* [DIRECTIONS]
Reproduce all the material exactly, minus any pictures it holds.

(Collected data)
+++

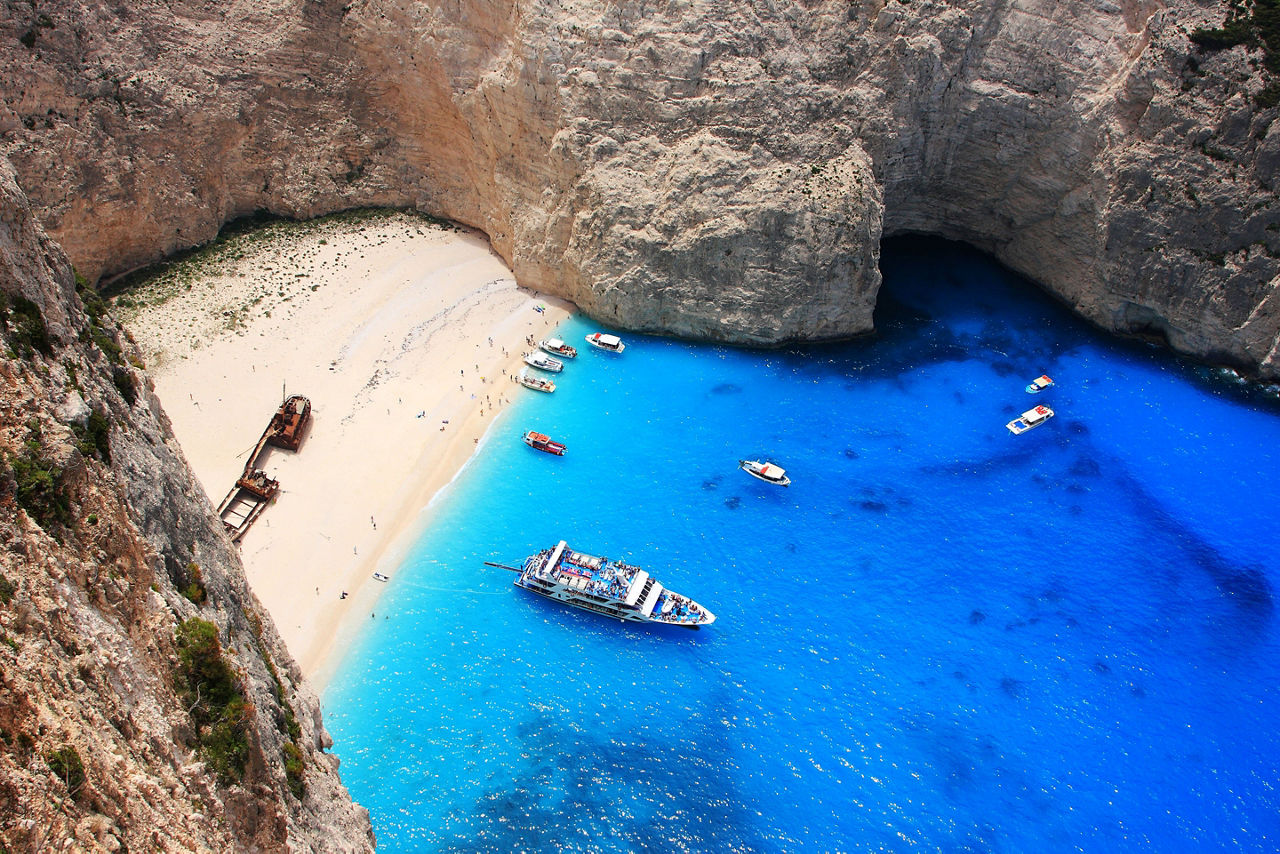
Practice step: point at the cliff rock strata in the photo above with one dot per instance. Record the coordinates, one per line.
(702, 168)
(106, 547)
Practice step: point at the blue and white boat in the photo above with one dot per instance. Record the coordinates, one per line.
(611, 588)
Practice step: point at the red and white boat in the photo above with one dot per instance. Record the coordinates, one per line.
(609, 343)
(557, 347)
(543, 442)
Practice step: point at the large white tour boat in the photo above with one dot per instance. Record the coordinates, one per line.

+++

* [PROBLEM SOLUTION]
Practice step: point at the cliff rock strata in the photo above with one dot per instance. Record the coordinates, one per line.
(702, 168)
(106, 547)
Practice step: point at the blue and white boat in the photo above with one dot per instance. Record the coordinates, one per line.
(611, 588)
Practice step: point at the red and white boat in the photo above with one dot per instance. Record the coordinates, one per line.
(609, 343)
(557, 347)
(543, 442)
Practice step: point at the large white tour boat in the photo above with one dot per instance. Record the coordinates, one per line.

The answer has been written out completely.